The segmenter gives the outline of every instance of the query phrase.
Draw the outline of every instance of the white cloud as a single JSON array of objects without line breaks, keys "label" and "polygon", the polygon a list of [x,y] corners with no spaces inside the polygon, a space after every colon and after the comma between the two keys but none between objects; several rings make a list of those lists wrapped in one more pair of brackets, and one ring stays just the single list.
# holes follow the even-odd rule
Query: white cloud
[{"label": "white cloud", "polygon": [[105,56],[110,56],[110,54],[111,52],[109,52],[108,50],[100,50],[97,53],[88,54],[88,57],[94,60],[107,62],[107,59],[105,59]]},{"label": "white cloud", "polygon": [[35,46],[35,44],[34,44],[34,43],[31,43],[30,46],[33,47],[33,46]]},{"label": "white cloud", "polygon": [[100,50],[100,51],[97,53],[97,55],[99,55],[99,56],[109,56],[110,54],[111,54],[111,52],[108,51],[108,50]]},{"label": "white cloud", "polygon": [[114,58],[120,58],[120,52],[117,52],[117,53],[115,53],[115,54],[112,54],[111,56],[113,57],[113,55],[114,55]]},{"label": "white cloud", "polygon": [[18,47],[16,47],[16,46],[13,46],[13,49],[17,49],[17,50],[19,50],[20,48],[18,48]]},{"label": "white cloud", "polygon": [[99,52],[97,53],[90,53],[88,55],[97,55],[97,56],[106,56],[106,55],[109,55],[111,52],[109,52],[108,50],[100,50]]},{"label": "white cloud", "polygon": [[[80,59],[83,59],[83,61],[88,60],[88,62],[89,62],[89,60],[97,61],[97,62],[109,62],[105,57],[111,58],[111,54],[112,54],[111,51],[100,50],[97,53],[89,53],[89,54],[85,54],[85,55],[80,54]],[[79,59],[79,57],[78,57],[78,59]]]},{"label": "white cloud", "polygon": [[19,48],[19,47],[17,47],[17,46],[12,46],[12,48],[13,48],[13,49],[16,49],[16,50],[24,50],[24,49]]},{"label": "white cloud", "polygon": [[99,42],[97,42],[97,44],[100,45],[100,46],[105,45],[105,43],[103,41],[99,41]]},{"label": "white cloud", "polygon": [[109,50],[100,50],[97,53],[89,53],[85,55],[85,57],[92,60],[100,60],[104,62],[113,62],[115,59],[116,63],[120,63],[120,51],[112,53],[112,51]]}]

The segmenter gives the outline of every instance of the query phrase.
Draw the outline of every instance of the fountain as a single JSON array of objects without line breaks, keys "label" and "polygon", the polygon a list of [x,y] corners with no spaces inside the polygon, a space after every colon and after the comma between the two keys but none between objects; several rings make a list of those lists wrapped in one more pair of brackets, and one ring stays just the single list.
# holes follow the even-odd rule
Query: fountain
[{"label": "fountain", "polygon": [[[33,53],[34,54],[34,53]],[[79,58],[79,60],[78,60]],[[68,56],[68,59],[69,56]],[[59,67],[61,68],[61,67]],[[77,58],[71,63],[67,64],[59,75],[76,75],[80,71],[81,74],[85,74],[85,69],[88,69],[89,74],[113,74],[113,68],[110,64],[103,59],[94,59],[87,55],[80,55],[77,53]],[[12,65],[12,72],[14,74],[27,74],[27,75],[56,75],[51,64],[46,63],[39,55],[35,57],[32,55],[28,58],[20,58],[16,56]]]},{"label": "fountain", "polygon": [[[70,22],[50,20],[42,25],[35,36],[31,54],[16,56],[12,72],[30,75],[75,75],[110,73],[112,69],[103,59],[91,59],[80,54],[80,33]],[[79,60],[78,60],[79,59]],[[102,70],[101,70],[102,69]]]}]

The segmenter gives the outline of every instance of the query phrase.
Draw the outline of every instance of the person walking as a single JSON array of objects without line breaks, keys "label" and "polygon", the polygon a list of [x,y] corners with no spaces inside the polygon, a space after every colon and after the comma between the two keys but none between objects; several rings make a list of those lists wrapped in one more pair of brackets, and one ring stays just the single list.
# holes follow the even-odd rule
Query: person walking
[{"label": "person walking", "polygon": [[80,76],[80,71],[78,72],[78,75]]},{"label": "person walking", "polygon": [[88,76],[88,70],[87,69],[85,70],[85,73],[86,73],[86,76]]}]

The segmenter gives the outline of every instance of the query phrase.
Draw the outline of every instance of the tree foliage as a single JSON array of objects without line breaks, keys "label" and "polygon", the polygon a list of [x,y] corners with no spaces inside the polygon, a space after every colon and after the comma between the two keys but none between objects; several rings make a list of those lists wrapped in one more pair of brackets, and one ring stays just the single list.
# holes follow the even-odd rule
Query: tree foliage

━━━━━━━━━━━━━━━━━━━━

# TASK DIRECTIONS
Scan the material and collect every line that contains "foliage".

# RESULT FOR THIS TASK
Draw the outline of every instance of the tree foliage as a single JSON array of objects without line breaks, keys "label" and "polygon", the polygon a list of [x,y] corners with no spaces inside the polygon, a space after every colon and after the comma between the two keys but none between objects; several rings make a list of those lists wrapped in one more pair of brackets, and one ring stays just the single list.
Query: tree foliage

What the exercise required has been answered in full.